Repeat all of the material exactly as given.

▼

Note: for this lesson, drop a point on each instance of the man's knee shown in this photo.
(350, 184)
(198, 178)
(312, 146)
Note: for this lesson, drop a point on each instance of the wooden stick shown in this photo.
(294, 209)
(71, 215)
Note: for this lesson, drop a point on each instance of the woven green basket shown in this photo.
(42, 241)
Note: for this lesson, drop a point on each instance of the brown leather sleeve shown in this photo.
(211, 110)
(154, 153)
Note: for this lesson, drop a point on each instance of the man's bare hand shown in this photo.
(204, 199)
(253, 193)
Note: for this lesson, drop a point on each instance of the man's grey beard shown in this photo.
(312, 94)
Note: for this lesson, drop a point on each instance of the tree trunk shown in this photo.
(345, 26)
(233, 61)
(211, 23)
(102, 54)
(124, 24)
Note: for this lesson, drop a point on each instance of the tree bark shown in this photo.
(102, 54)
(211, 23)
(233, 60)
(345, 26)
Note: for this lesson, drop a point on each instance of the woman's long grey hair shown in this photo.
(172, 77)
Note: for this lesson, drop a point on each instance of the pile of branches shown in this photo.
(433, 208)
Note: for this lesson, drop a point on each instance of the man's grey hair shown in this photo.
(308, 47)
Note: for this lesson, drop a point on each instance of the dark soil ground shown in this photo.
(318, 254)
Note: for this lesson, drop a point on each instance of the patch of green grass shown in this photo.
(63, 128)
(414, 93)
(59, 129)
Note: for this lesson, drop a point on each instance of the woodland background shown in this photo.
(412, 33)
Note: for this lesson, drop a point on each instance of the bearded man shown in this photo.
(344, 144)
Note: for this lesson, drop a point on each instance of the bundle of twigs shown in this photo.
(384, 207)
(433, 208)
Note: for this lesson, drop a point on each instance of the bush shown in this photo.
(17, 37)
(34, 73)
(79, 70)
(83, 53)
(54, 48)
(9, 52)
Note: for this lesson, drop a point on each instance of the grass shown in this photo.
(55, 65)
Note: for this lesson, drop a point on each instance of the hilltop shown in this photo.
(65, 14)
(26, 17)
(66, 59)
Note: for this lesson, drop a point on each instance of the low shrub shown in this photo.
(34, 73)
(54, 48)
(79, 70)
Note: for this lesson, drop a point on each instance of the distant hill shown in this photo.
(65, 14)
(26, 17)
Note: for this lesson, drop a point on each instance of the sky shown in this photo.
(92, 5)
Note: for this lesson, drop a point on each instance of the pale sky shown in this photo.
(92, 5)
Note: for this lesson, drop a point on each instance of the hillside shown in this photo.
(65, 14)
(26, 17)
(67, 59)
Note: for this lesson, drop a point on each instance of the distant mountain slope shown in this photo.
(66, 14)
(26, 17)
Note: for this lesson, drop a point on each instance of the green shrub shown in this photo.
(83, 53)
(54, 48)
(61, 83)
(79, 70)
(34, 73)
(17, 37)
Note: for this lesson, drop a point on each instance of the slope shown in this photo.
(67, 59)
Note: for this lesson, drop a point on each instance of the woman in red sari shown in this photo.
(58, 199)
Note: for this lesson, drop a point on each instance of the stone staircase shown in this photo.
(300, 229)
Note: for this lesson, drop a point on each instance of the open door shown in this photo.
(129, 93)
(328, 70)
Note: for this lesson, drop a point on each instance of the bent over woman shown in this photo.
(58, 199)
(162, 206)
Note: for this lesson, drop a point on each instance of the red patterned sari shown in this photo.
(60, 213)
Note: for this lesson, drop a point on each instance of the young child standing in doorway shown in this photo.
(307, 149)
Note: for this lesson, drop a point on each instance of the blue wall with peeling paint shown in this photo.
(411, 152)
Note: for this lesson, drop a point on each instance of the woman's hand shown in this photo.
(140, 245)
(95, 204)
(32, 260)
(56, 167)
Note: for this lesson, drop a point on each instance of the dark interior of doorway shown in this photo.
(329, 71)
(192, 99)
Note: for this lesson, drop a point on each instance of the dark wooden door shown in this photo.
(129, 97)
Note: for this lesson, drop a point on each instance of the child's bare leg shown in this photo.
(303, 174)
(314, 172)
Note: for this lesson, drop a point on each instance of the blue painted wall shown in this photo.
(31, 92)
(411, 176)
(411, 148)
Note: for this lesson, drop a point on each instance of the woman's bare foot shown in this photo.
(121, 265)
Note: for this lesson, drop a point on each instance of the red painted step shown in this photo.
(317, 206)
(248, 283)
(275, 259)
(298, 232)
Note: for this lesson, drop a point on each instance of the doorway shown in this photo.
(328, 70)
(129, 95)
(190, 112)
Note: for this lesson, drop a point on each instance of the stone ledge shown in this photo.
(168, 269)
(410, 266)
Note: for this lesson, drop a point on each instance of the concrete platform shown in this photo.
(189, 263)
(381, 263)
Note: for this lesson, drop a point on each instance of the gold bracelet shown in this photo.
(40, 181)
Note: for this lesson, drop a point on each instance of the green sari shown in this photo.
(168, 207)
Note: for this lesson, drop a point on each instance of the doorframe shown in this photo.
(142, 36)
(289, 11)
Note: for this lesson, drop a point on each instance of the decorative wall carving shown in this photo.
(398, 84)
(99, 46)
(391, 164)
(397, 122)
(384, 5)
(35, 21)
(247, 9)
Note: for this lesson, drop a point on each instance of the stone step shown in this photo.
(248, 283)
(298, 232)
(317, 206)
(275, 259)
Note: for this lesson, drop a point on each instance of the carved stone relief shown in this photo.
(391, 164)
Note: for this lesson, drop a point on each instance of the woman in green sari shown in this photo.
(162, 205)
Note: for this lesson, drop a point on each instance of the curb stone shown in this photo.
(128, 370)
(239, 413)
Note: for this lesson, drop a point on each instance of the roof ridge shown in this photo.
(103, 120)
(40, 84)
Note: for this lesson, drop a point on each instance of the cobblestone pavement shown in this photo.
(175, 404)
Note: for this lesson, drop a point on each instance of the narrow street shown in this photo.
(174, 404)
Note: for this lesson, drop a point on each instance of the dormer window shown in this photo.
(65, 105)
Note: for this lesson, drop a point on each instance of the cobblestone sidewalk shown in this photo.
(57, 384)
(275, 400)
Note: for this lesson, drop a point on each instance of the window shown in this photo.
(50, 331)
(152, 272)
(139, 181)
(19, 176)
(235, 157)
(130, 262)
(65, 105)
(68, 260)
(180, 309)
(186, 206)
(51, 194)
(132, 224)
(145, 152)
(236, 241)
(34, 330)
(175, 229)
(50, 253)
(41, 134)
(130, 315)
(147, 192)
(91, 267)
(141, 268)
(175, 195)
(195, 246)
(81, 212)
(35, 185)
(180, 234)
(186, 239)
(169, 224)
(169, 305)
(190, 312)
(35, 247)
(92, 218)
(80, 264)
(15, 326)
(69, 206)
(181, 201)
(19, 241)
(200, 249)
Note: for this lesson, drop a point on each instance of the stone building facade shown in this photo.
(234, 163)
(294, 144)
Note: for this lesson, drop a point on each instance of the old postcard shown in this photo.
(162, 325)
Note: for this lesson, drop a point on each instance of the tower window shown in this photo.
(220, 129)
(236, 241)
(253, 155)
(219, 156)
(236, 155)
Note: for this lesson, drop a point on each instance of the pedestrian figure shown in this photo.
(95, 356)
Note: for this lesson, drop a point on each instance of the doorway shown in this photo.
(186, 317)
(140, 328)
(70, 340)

▲

> [Answer to the task]
Note: for this lesson, drop a point on each instance of the man's knee shown in this photo.
(350, 184)
(198, 178)
(312, 146)
Note: for this lesson, drop a point on each instance of the wooden stick shown in this photo.
(294, 209)
(71, 215)
Note: for this lesson, drop a point on each instance of the woven green basket shown in this photo.
(42, 241)
Note: for this lesson, drop a point on each instance of the brown leather sleeve shown in this photo.
(211, 110)
(154, 153)
Note: for this lesson, drop a point on each instance of the man's bare hand shown in this photo.
(204, 199)
(253, 193)
Note: for this lesson, drop a point on each instance of the man's grey beard shown in this photo.
(312, 94)
Note: for this lesson, drop a point on each instance of the tree trunk shown in this photo.
(345, 26)
(233, 61)
(211, 23)
(102, 54)
(124, 24)
Note: for this lesson, drop a point on each instance of the tree bark shown in this photo.
(102, 54)
(211, 23)
(233, 60)
(345, 26)
Note: for this lesson, drop a point on each instance of the woman's long grey hair shown in this photo.
(172, 77)
Note: for this lesson, drop a point on each instance of the pile of branches shown in this photo.
(433, 208)
Note: for this lesson, drop a point on each instance of the man's grey hair shown in this photo.
(308, 47)
Note: for this lesson, drop a point on each instance of the dark soil ground shown in this photo.
(318, 254)
Note: for this lesson, drop a point on each instance of the patch of green grass shown in this photo.
(63, 128)
(414, 93)
(59, 129)
Note: for this lesson, drop a point on each instance of the woodland background shown in this photo.
(412, 33)
Note: for this lesson, drop a point on each instance of the bearded man shown in this photo.
(344, 144)
Note: for this lesson, drop a point on each instance of the bundle of twigs shown in this photo.
(384, 207)
(433, 208)
Note: for this lesson, drop a point on each instance of the bush shown in this photo.
(17, 37)
(34, 73)
(79, 70)
(83, 53)
(54, 48)
(9, 52)
Note: for this lesson, drop a point on each instance of the grass shown in this photo.
(55, 65)
Note: for this lesson, drop a point on each instance of the hilltop shown in this photo.
(65, 14)
(26, 17)
(66, 59)
Note: for this lesson, drop a point on each instance of the low shrub shown in this photo.
(34, 73)
(54, 48)
(79, 70)
Note: for this lesson, drop a point on each instance of the distant hill shown in this photo.
(65, 14)
(26, 17)
Note: for this lesson, drop a point on each instance of the sky shown in this photo.
(92, 5)
Note: for this lesson, drop a point on each instance of the pale sky shown in this photo.
(92, 5)
Note: for this lesson, drop a point on each instance of the hillside shown in this photo.
(65, 14)
(26, 17)
(67, 59)
Note: for this lesson, drop a point on each instance of the distant mountain slope shown in this photo.
(66, 14)
(26, 17)
Note: for this lesson, drop a point on each instance of the green shrub shown in this photo.
(83, 53)
(54, 48)
(61, 83)
(79, 70)
(34, 73)
(17, 37)
Note: for this lesson, drop a point on each instance of the slope shown in this photo.
(67, 59)
Note: for this lesson, drop a point on each instance of the woman in red sari shown in this photo.
(58, 199)
Note: for this lesson, drop a point on each instance of the stone staircase shown in this photo.
(300, 229)
Note: for this lesson, drop a point on each instance of the open door shown in this photo.
(129, 93)
(328, 70)
Note: for this lesson, drop a point on each instance of the bent over woman shown in this photo.
(58, 199)
(162, 206)
Note: for this lesson, drop a point on each instance of the red patterned sari shown in this photo.
(60, 213)
Note: for this lesson, drop a point on each instance of the young child standing in doorway shown in this photo.
(307, 149)
Note: for this lesson, drop a point on each instance of the blue wall with peeling paint shown in this photo.
(411, 152)
Note: for this lesson, drop a point on each instance of the woman's hand shown in this photo.
(140, 245)
(95, 204)
(32, 260)
(56, 167)
Note: for this lesson, drop a point on each instance of the dark interior of doorway shown in this photo.
(329, 71)
(192, 99)
Note: for this lesson, drop a point on each instance of the dark wooden door shown in this photo.
(129, 97)
Note: for this lesson, drop a point on each instance of the child's bare leg shown in this photo.
(303, 174)
(314, 172)
Note: for this lesson, drop a point on each instance of the blue painted wall shown in this photo.
(31, 92)
(411, 176)
(411, 148)
Note: for this lesson, drop a point on each instance of the woman's bare foot shown in this photo.
(121, 265)
Note: for this lesson, drop a point on each instance of the red painted step shown in this photo.
(317, 206)
(248, 283)
(275, 259)
(298, 232)
Note: for this lesson, drop a point on each instance of the doorway shown in this photo.
(328, 70)
(129, 95)
(190, 112)
Note: for this lesson, drop a point on each instance of the stone ledge shown in this photo.
(168, 269)
(410, 266)
Note: for this lesson, drop a point on each instance of the concrete platform shown in this photo.
(189, 263)
(381, 263)
Note: for this lesson, drop a point on each instance of the gold bracelet shown in this photo.
(40, 181)
Note: for this lesson, drop a point on each instance of the green sari shown in this photo.
(168, 207)
Note: for this lesson, drop a point on each instance of the doorframe shown in this photo.
(142, 36)
(289, 11)
Note: for this lesson, drop a point on each instance of the decorative wall carving shown in this photo.
(398, 84)
(99, 46)
(391, 164)
(397, 122)
(384, 5)
(35, 21)
(247, 9)
Note: for this lesson, drop a point on each instance of the stone step shown in this photo.
(248, 283)
(298, 232)
(317, 206)
(275, 259)
Note: for this lesson, drop a point on each instance of the carved stone relief shown in this photo.
(391, 164)
Note: for this lesson, drop a point on each instance of the woman in green sari shown in this photo.
(162, 205)
Note: for this lesson, drop a point on each instance of the curb stone shown in this photo.
(128, 370)
(239, 413)
Note: for this lesson, drop a point on each instance of the roof ridge shown in this photo.
(103, 120)
(40, 84)
Note: for this lesson, drop a point on each instance of the cobblestone pavement shown in this photo.
(175, 404)
Note: for this lesson, drop a point on each instance of the narrow street shown in this photo.
(174, 404)
Note: for this lesson, drop a point on each instance of the dormer window shown in this photo.
(65, 105)
Note: for this lesson, drop a point on each instance of the cobblestone sidewalk shown in this photo.
(57, 384)
(275, 400)
Note: for this lesson, drop a point on each instance of the window shown in this photo.
(50, 331)
(152, 272)
(139, 181)
(19, 176)
(235, 157)
(130, 262)
(65, 105)
(68, 260)
(180, 309)
(186, 206)
(51, 194)
(132, 224)
(145, 152)
(236, 241)
(34, 330)
(175, 229)
(50, 253)
(41, 134)
(130, 315)
(147, 192)
(91, 267)
(141, 268)
(175, 195)
(195, 246)
(81, 212)
(35, 185)
(180, 234)
(186, 239)
(169, 224)
(169, 305)
(190, 312)
(35, 247)
(92, 218)
(80, 264)
(15, 326)
(69, 206)
(181, 201)
(19, 241)
(200, 249)
Note: for this lesson, drop a point on each instance of the stone building facade shown in this photo.
(234, 163)
(294, 144)
Note: for this lesson, drop a point on each instance of the old postcard shown in this photo.
(162, 325)
Note: for this lesson, drop a point on each instance of the tower window shown in this photo.
(220, 129)
(236, 241)
(253, 155)
(219, 156)
(236, 155)
Note: for this lesson, drop a point on each instance of the pedestrian figure shown in this photo.
(95, 356)
Note: for this lesson, drop a point on each instance of the doorway shown in this photo.
(186, 317)
(140, 328)
(70, 340)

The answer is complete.